Image object location entries
start

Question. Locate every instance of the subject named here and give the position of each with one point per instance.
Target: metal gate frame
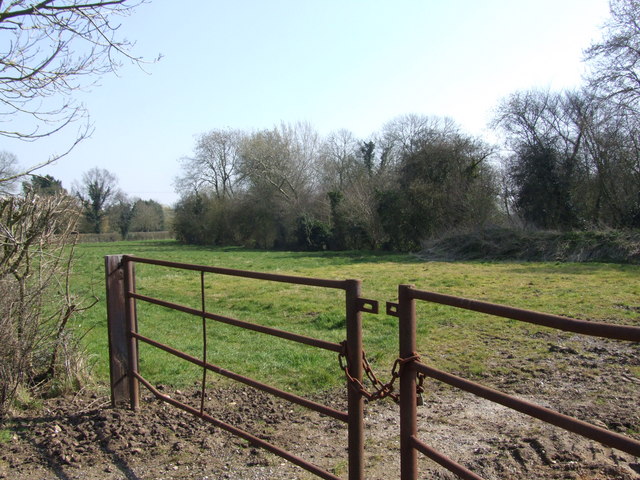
(412, 367)
(124, 338)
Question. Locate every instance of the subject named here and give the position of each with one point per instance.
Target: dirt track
(81, 437)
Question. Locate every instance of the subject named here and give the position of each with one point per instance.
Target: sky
(352, 64)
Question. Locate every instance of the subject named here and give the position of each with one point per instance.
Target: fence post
(123, 359)
(354, 398)
(408, 407)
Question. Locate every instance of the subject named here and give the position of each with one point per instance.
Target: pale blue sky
(352, 64)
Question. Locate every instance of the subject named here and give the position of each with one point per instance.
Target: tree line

end

Task directions:
Please report how many lines in the rows above contain the string "Target", giving only the number.

Completed exercise:
6